Emsal Mahkeme Kararı İstanbul 6. Asliye Ticaret Mahkemesi 2020/126 E. 2021/306 K. 13.04.2021 T.

Görüntülediğiniz mahkeme kararı kesinleşmiş bir karardır.

T.C.
İSTANBUL
6. ASLİYE TİCARET MAHKEMESİ

ESAS NO:2020/126 Esas
KARAR NO :2021/306

DAVA:Tanıma Ve Tenfiz
DAVA TARİHİ:17/02/2020
KARAR TARİHİ:13/04/2021

Mahkememizde görülmekte olan Tanıma Ve Tenfiz davasının yapılan açık yargılaması sonunda,
GEREĞİ DÜŞÜNÜLDÜ -İSTEM /
Davacı vekili dava dilekçesinde özetle; müvekkilinin davalıdan alacaklı olup; davalının borcunu zamanında ödememesi nedeniyle; … … Mahkemesinin … sayılı dosyası ile dava açtığını ve açılan dava sonunda davalıların, müştereken ve/veya münferiden davacıya 35.997,40-TL meblağ ve bu meblağ üzerinden 01.04.2016 tarihinden itibaren, tamamen tediye tarihine kadar her ay sonu hesaplanıp hesaba kapitalize edilecek şekilde yıllık %21.37 oranında faiz ödemelerine, davalıların, müştereken ve/veya münferiden davacıya işbu hüküm masrafı dahil, dava masrafı olarak 3.100-TL meblağ ve bu meblağ üzerinden 08.11.2016 tarihinden tediye tarihine kadar %14 faiz + %16 KDV ödemelerine karar verildiğini, … … Mahkemesi’nin … sayılı dosyası ile 08.11.2016 tarihinde verilen mahkeme kararı 21.12.2016 tarihinde kesinleştiğini, davalı, davacı müvekkile olan borcunu bu karara rağmen ödemediği gibi artık Türkiye’de yaşamaya başladığını, davalının sürekli olarak, borçlarını ödemekten kaçındığını, İşbu mahkeme kararına istinaden Türkiye’de yasal yollara başvurabilmemiz için işbu tenfiz davasını açma zaruretimiz hasıl olduğunu beyan ederek, davalı aleyhine kesinleşen ve kesin hüküm haline gelen … … Mahkemesinin … sayılı ve 08.11.2016 tarihli kararının tenfizine karar verilmesini, yargılama giderleri ile ücreti vekaletin karşı tarafa yükletilmesine karar verilmesini talep ve dava etmiştir.

** Veri Bölümü **

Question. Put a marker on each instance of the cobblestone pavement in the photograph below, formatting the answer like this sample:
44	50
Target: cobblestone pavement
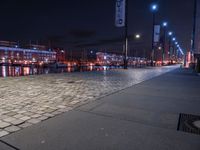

** Yapılacaklar **
**a)** Mahkeme kararında geçen bütün yüzde oranlarını sıralayın.
**b)** Mahkeme kararının "Emsal Mahkeme Kararı" sözcüklerini içeren yerle açılıp "kesinleşmiş bir karardır." ile kapanan bölümünü aynen yazıya geçirin.

** Çözüm Listesi **
**a)** %21.37, %14, %16

**b)**
Emsal Mahkeme Kararı İstanbul 6. Asliye Ticaret Mahkemesi 2020/126 E. 2021/306 K. 13.04.2021 T.

Görüntülediğiniz mahkeme kararı kesinleşmiş bir karardır.